Collected data entries
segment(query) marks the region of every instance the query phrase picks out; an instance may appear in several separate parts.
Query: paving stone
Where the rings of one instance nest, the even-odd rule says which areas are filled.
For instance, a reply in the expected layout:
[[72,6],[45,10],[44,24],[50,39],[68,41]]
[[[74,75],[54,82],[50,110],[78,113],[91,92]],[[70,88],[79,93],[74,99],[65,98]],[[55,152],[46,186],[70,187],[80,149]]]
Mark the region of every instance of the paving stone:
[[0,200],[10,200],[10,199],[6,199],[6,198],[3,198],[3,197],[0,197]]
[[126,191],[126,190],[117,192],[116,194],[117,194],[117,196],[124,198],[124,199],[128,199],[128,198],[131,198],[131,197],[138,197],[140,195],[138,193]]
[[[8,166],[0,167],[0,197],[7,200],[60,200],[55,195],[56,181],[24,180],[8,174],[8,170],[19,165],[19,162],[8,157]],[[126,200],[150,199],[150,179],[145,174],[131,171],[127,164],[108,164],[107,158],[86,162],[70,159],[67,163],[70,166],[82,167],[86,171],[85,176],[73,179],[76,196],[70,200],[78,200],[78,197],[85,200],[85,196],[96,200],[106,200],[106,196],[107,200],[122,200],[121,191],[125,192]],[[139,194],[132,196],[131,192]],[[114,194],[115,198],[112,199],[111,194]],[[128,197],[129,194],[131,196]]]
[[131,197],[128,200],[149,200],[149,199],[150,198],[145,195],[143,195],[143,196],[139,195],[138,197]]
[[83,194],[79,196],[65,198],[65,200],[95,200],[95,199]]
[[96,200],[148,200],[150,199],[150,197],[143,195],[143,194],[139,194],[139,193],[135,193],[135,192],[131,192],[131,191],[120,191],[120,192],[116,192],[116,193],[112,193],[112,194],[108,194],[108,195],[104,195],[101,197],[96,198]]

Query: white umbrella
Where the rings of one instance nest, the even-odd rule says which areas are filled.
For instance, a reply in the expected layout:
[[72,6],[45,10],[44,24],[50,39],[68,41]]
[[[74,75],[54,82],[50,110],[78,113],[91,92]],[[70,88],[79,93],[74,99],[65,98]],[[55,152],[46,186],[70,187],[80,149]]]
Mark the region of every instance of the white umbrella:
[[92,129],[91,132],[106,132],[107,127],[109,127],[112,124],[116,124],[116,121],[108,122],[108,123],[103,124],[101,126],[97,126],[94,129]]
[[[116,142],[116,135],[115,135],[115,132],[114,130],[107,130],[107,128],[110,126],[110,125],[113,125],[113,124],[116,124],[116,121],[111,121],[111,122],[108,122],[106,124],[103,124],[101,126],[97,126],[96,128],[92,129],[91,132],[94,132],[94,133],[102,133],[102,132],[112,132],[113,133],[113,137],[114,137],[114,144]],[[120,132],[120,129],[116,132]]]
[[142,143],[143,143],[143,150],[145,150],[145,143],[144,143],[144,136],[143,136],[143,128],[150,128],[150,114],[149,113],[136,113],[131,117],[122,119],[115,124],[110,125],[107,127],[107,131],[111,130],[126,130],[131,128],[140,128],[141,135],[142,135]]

> **Work instruction**: Every entry should be duplicated exactly as written.

> **Solution for this task**:
segment(query) marks the region of every instance the query phrase picks out; an instance may appear in several separate parts.
Query: paving stone
Where the rings of one instance nest, the even-odd rule says which areas are filled.
For instance, a reply in the expected layout:
[[72,6],[45,10],[44,24],[50,39],[68,41]]
[[[74,75],[54,82],[50,110],[78,113],[91,92]],[[70,88],[79,93],[74,99],[65,98]],[[55,152],[46,186],[70,187],[80,149]]]
Mark the region of every instance of the paving stone:
[[0,200],[10,200],[10,199],[6,199],[6,198],[3,198],[3,197],[0,197]]
[[126,191],[126,190],[117,192],[116,194],[117,194],[117,196],[124,198],[124,199],[128,199],[128,198],[131,198],[131,197],[138,197],[140,195],[138,193]]
[[[8,166],[0,167],[0,197],[7,200],[60,200],[55,195],[56,181],[24,180],[8,174],[8,170],[19,165],[19,162],[8,157]],[[126,200],[150,199],[150,179],[145,174],[131,171],[127,164],[108,164],[107,158],[86,162],[70,159],[67,163],[70,166],[82,167],[86,171],[85,176],[73,179],[76,196],[70,200],[78,200],[78,197],[85,200],[85,196],[96,200],[106,200],[106,196],[107,200],[122,200],[121,191],[125,192]],[[139,194],[132,196],[131,192]],[[114,194],[115,198],[112,199],[111,194]],[[128,197],[129,194],[131,196]]]
[[131,197],[128,200],[149,200],[149,199],[150,198],[145,195],[143,195],[143,196],[139,195],[138,197]]
[[83,194],[79,196],[65,198],[65,200],[95,200],[95,199]]
[[96,200],[148,200],[150,199],[150,197],[143,195],[143,194],[139,194],[139,193],[135,193],[135,192],[131,192],[131,191],[120,191],[120,192],[116,192],[116,193],[112,193],[112,194],[108,194],[108,195],[104,195],[101,197],[96,198]]

Query: white umbrella
Where the rings of one instance nest, the even-odd rule says which areas are filled.
For instance, a reply in the expected layout:
[[72,6],[45,10],[44,24],[50,39],[68,41]]
[[[74,75],[54,82],[50,110],[78,113],[91,92]],[[70,88],[79,93],[74,99],[65,98]],[[55,152],[46,186],[70,187],[80,149]]]
Mark the region of every instance of the white umbrella:
[[92,129],[91,132],[106,132],[107,127],[109,127],[112,124],[116,124],[116,121],[108,122],[108,123],[103,124],[101,126],[97,126],[94,129]]
[[[116,142],[116,135],[115,135],[115,132],[114,130],[107,130],[107,128],[110,126],[110,125],[113,125],[113,124],[116,124],[116,121],[111,121],[111,122],[108,122],[106,124],[103,124],[101,126],[97,126],[96,128],[92,129],[91,132],[94,132],[94,133],[102,133],[102,132],[112,132],[113,133],[113,137],[114,137],[114,144]],[[120,132],[120,129],[116,132]]]
[[142,143],[143,143],[143,150],[145,150],[145,143],[144,143],[144,136],[143,136],[143,128],[150,128],[150,114],[149,113],[136,113],[131,117],[122,119],[115,124],[110,125],[107,127],[107,131],[111,130],[126,130],[131,128],[140,128],[141,135],[142,135]]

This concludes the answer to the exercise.